(Extrait du document):

----

Mais si le Teatro de la Zarzuela reste fidèle à sa vocation, celle de la mise en valeur du répertoire dont il porte glorieusement le nom, il sait se renouveler. C’est ainsi que Daniel Bianco vient de prendre ses fonctions comme directeur de l’institution madrilène depuis le début de cette saison, succédant à Paolo Pinamonti (appelé aux destinées du Teatro San Carlo de Naples), avec des idées neuves. Daniel Bianco s’était fait un nom jusque-là comme scénographe, en tant qu’assistant notamment d’Emilio Sagi, maître en zarzuela s’il en est, mais aussi comme directeur adjoint (toujours avec Sagi) du Teatro Arriaga de Bilbao. Pour dire qu’il a été à bonne école. 
 
A l’approche des représentations (du 25 mars au 8 avril) d’un diptyque formé de Château Margaux et La Viejecita, deux ouvrages en un acte de Manuel Fernández Caballero, Concerclassic donne la parole à Daniel Bianco. De quoi attiser l’envie d’une escapade madrilène en ce début de printemps ...
 
Pouvez-vous évoquer la politique artistique du Teatro de la Zarzuela, telle que vous l’avez entreprise et entendez la poursuivre depuis votre prise de fonction ?
 
Daniel BIANCO : Ma ligne générale reste la défense du répertoire de la zarzuela auquel ce théâtre se dédie. C’est-à-dire : redécouvrir le répertoire lyrique espagnol, mais aussi le conserver et lui apporter tout le soin possible. Car il y a les œuvres connues, qui demandent à revenir régulièrement, mais aussi celles qui méritent d’être découvertes. La musique espagnole, et le genre lyrique de la zarzuela en particulier, sont suffisamment amples et touchent à des domaines les plus divers, dans une diversité extraordinaire. Pour cela, je désire mettre l’accent sur la transmission, puisque ce fut à l’origine, et l’est toujours aujourd’hui, un genre populaire en Espagne mais aussi dans les Amériques hispaniques. Et c’est pour maintenir cela que je désire ouvrir les portes et les fenêtres de ce répertoire, dans un dialogue entre le spectateur et la scène. Voilà pourquoi je souhaite maintenir une diversité, entre des ouvrages de textures différentes, connus ou non connus. Cette saison en est le reflet, commencée avec une grande œuvre très dramatique comme Las golondrinas de José María Usandizaga, se poursuivant avec une zarzuela baroque, Iphigenia en Tracia (1), puis La villana (2), qui est une autre récupération mais d’une zarzuela du début du XXe siècle, pour arriver à Château Margot et La viejecita (3), deux petites zarzuelas de Manuel Fernández Caballero qui appartiennent au genre chico ou léger. C’est un exemple de l’éventail large des possibilités. Parce que je pense qu’il ne faut pas s’adresser uniquement à un public d’habitués, sinon travailler pour l’avenir.
 
C’est ainsi que votre programmation se distribue en grands axes, qui sont le répertoire traditionnel, la redécouverte d’œuvres récentes ou baroques de zarzuela et d’opéra espagnol, avec le travail musicologique conséquent, et l’ouverture à la création contemporaine. Est-ce votre avis ?

----

Exemples de détection
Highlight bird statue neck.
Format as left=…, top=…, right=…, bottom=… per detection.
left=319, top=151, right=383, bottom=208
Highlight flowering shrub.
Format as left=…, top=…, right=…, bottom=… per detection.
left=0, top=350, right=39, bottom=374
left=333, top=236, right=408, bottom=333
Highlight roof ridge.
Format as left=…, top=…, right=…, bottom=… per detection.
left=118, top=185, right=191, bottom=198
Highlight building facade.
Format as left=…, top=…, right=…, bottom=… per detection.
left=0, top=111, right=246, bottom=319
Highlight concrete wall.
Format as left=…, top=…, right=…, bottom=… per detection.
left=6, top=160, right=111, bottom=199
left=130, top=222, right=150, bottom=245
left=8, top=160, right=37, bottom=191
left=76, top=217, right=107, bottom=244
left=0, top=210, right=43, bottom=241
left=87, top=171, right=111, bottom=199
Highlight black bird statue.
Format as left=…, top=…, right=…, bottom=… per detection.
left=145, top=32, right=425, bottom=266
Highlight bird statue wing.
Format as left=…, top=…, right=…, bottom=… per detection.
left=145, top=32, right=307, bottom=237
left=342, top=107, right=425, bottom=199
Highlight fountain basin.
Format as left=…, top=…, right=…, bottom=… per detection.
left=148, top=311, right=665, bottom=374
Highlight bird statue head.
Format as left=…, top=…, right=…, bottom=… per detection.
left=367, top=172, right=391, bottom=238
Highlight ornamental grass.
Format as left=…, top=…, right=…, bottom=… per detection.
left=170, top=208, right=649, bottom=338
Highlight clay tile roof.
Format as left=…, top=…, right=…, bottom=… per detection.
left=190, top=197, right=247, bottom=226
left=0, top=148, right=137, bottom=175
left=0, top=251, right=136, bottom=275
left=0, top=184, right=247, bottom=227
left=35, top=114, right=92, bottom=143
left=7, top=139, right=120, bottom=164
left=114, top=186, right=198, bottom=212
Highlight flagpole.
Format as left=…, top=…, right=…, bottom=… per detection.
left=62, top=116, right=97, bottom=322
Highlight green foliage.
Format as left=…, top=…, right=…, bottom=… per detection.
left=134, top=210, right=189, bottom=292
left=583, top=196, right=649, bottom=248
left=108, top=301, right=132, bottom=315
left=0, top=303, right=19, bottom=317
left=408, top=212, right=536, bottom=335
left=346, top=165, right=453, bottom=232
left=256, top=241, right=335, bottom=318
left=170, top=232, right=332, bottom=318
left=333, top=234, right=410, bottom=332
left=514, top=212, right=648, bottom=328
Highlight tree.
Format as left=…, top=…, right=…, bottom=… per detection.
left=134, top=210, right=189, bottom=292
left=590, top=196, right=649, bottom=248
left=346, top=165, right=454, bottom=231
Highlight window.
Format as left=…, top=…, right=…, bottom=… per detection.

----

(Exercice à traiter): Pouvez-vous recopier le passage du texte sur le Teatro de la Zarzuela qui commence à "Mais si le Teatro" et se termine à "à bonne école.", en remplaçant "scénographe" par "décorateur" ?

(La réponse):
Mais si le Teatro de la Zarzuela reste fidèle à sa vocation, celle de la mise en valeur du répertoire dont il porte glorieusement le nom, il sait se renouveler. C’est ainsi que Daniel Bianco vient de prendre ses fonctions comme directeur de l’institution madrilène depuis le début de cette saison, succédant à Paolo Pinamonti (appelé aux destinées du Teatro San Carlo de Naples), avec des idées neuves. Daniel Bianco s’était fait un nom jusque-là comme décorateur, en tant qu’assistant notamment d’Emilio Sagi, maître en zarzuela s’il en est, mais aussi comme directeur adjoint (toujours avec Sagi) du Teatro Arriaga de Bilbao. Pour dire qu’il a été à bonne école.